Extract provided |
# # # #

Everyone knows about the pyramids of Egypt, burial monuments for the pharaohs. But burial mounds of one sort or another are found the world over. In Japan, they're called kofun, meaning simply "ancient tombs," and we'll visit a few on this episode of--
It has been my great good fortune to have visited a handful of Japan's some 161,560 kofun. Some of these were in Saitama Prefecture, north of Tokyo; the others were in the Nara and Asuka area, a more likely spot to find ancient artifacts.
The heyday of kofun building was from the early 3rd century to the early 7th century CE. The center of that period gives one of the eras of Japanese history its name: The Kofun Period (roughly 300 to 538 CE), the first period in which Japan's still-existing Imperial government makes an appearance. It may have been the power dynamics of a centralized government that led to the building of massive memorial tombs for rulers. (The largest is 1300 feet long--that's over four football fields! Not counting end zones...) The arrival of Buddhism in the imperial court, with its preference for cremation, may have brought about the end of the practice.

# # # #

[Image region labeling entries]
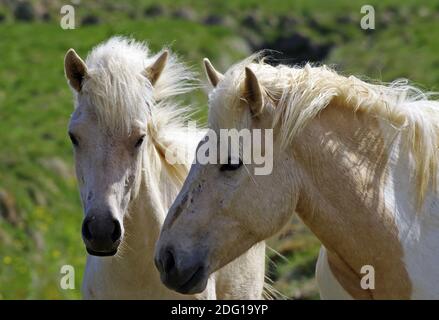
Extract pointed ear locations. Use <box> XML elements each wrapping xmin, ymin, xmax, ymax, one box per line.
<box><xmin>143</xmin><ymin>50</ymin><xmax>169</xmax><ymax>85</ymax></box>
<box><xmin>243</xmin><ymin>67</ymin><xmax>264</xmax><ymax>116</ymax></box>
<box><xmin>64</xmin><ymin>49</ymin><xmax>87</xmax><ymax>92</ymax></box>
<box><xmin>203</xmin><ymin>58</ymin><xmax>224</xmax><ymax>88</ymax></box>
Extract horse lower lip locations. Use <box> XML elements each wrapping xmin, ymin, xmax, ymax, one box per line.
<box><xmin>86</xmin><ymin>248</ymin><xmax>117</xmax><ymax>257</ymax></box>
<box><xmin>177</xmin><ymin>267</ymin><xmax>204</xmax><ymax>294</ymax></box>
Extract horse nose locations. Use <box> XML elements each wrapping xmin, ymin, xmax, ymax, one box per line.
<box><xmin>82</xmin><ymin>212</ymin><xmax>122</xmax><ymax>256</ymax></box>
<box><xmin>154</xmin><ymin>248</ymin><xmax>208</xmax><ymax>294</ymax></box>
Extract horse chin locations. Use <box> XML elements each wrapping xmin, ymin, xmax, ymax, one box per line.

# # # #

Set of tasks |
#1 Reproduce the passage about kofun word for word, starting with "The heyday of" and going on through "of the practice.".
#2 Write out the lines of the listing exactly, starting with the line with "Extract horse lower" and going on through the last line of the listing.

Set of answers |
#1
The heyday of kofun building was from the early 3rd century to the early 7th century CE. The center of that period gives one of the eras of Japanese history its name: The Kofun Period (roughly 300 to 538 CE), the first period in which Japan's still-existing Imperial government makes an appearance. It may have been the power dynamics of a centralized government that led to the building of massive memorial tombs for rulers. (The largest is 1300 feet long--that's over four football fields! Not counting end zones...) The arrival of Buddhism in the imperial court, with its preference for cremation, may have brought about the end of the practice.

#2
Extract horse lower lip locations. Use <box> XML elements each wrapping xmin, ymin, xmax, ymax, one box per line.
<box><xmin>86</xmin><ymin>248</ymin><xmax>117</xmax><ymax>257</ymax></box>
<box><xmin>177</xmin><ymin>267</ymin><xmax>204</xmax><ymax>294</ymax></box>
Extract horse nose locations. Use <box> XML elements each wrapping xmin, ymin, xmax, ymax, one box per line.
<box><xmin>82</xmin><ymin>212</ymin><xmax>122</xmax><ymax>256</ymax></box>
<box><xmin>154</xmin><ymin>248</ymin><xmax>208</xmax><ymax>294</ymax></box>
Extract horse chin locations. Use <box> XML elements each wrapping xmin, ymin, xmax, ymax, one box per line.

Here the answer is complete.